> _Task 1_
Transcribe the part of the Clarke v. the United Kingdom report that begins at the words "A. The application" and ends after the words "(paras. 19-25)".

> _Given passage_
BEGIN

CLARKE v. THE UNITED KINGDOM
Doc ref: 15767/89 • ECHR ID: 001-45555
Document date: October 14, 1992
- Inbound citations: 0
- •
- Cited paragraphs: 0
- •
- Outbound citations: 0
EUROPEAN COMMISSION OF HUMAN RIGHTS
F I R S T C H A M B E R
Application No. 15767/89
Arnold Ernest CLARKE
against
the UNITED KINGDOM
REPORT OF THE COMMISSION
(adopted on 14 October 1992)
TABLE OF CONTENTS
page
I. INTRODUCTION. . . . . . . . . . . . . . . . . . . . . . . . 1-2
(paras. 1-16)
A. The application (paras. 2-4). . . . . . . . . . . . . . . 1
B. The proceedings (paras. 5-12) . . . . . . . . . . . . . . 1
C. The present Report (paras. 13-16) . . . . . . . . . . . . 2
II. ESTABLISHMENT OF THE FACTS. . . . . . . . . . . . . . . . . 3-4
(paras. 17-25)
A. Particular circumstances of the case. . . . . . . . . . . 3
(paras. 17-18)
B. Relevant domestic law and practice. . . . . . . . . . . 3-4
(paras. 19-25)
III. OPINION OF THE COMMISSION . . . . . . . . . . . . . . . . . 5-6
(paras. 26-33)
A. Complaint declared admissible . . . . . . . . . . . . . . 5
(para. 26)
B. Point at issue (para. 27) . . . . . . . . . . . . . . . . 5
C. Article 5 para. 4 . . . . . . . . . . . . . . . . . . . 5-6
(paras. 28-32)
D. Conclusion (para. 33) . . . . . . . . . . . . . . . . . . 6
APPENDIX I History of the proceedings . . . . . . . . . . . . 7
APPENDIX II Decision on the admissibility
of the application . . . . . . . . . . . . . . .8-10
I. INTRODUCTION
1. The following is an outline of the case as submitted to the
European Commission of Human Rights, and of the procedure before the
Commission.

END

> _Exercise inputs_
BEGIN

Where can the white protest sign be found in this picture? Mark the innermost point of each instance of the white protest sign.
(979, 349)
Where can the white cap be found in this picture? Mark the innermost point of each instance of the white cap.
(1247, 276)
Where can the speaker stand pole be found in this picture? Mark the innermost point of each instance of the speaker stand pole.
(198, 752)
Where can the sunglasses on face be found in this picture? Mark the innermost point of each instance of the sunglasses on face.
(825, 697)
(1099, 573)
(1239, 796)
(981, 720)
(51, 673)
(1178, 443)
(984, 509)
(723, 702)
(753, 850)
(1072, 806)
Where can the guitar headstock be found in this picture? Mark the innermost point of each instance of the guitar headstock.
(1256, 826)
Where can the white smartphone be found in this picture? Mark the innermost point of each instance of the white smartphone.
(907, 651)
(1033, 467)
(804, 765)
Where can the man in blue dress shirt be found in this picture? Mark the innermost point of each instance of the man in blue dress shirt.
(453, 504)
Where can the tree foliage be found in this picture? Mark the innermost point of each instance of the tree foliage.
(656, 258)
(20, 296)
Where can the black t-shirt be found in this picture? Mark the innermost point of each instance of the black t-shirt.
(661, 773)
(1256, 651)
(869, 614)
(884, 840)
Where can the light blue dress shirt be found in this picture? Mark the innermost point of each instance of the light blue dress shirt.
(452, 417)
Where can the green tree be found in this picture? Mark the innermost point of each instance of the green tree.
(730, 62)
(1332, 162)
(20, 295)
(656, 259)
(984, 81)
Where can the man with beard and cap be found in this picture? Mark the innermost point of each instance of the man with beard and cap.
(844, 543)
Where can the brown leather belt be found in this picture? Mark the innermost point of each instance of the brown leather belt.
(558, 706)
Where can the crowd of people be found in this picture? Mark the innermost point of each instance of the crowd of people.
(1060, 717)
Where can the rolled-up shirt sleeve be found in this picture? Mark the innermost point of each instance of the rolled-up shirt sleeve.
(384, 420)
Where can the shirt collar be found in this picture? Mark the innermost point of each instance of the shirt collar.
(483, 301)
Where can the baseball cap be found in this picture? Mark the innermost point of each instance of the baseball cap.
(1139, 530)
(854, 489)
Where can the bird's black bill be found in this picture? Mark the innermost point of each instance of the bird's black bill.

END

> _Task 2_
Format the rows as a JSON list of strings, one string per line, leaving out blank lines. Begin at the row line that has "Where can the black" and continue through the last line of the rows.

> _Full solution 1_
A. The application (paras. 2-4). . . . . . . . . . . . . . . 1
B. The proceedings (paras. 5-12) . . . . . . . . . . . . . . 1
C. The present Report (paras. 13-16) . . . . . . . . . . . . 2
II. ESTABLISHMENT OF THE FACTS. . . . . . . . . . . . . . . . . 3-4
(paras. 17-25)
A. Particular circumstances of the case. . . . . . . . . . . 3
(paras. 17-18)
B. Relevant domestic law and practice. . . . . . . . . . . 3-4
(paras. 19-25)

> _Full solution 2_
[
  "Where can the black t-shirt be found in this picture? Mark the innermost point of each instance of the black t-shirt.",
  "(661, 773)",
  "(1256, 651)",
  "(869, 614)",
  "(884, 840)",
  "Where can the light blue dress shirt be found in this picture? Mark the innermost point of each instance of the light blue dress shirt.",
  "(452, 417)",
  "Where can the green tree be found in this picture? Mark the innermost point of each instance of the green tree.",
  "(730, 62)",
  "(1332, 162)",
  "(20, 295)",
  "(656, 259)",
  "(984, 81)",
  "Where can the man with beard and cap be found in this picture? Mark the innermost point of each instance of the man with beard and cap.",
  "(844, 543)",
  "Where can the brown leather belt be found in this picture? Mark the innermost point of each instance of the brown leather belt.",
  "(558, 706)",
  "Where can the crowd of people be found in this picture? Mark the innermost point of each instance of the crowd of people.",
  "(1060, 717)",
  "Where can the rolled-up shirt sleeve be found in this picture? Mark the innermost point of each instance of the rolled-up shirt sleeve.",
  "(384, 420)",
  "Where can the shirt collar be found in this picture? Mark the innermost point of each instance of the shirt collar.",
  "(483, 301)",
  "Where can the baseball cap be found in this picture? Mark the innermost point of each instance of the baseball cap.",
  "(1139, 530)",
  "(854, 489)",
  "Where can the bird's black bill be found in this picture? Mark the innermost point of each instance of the bird's black bill."
]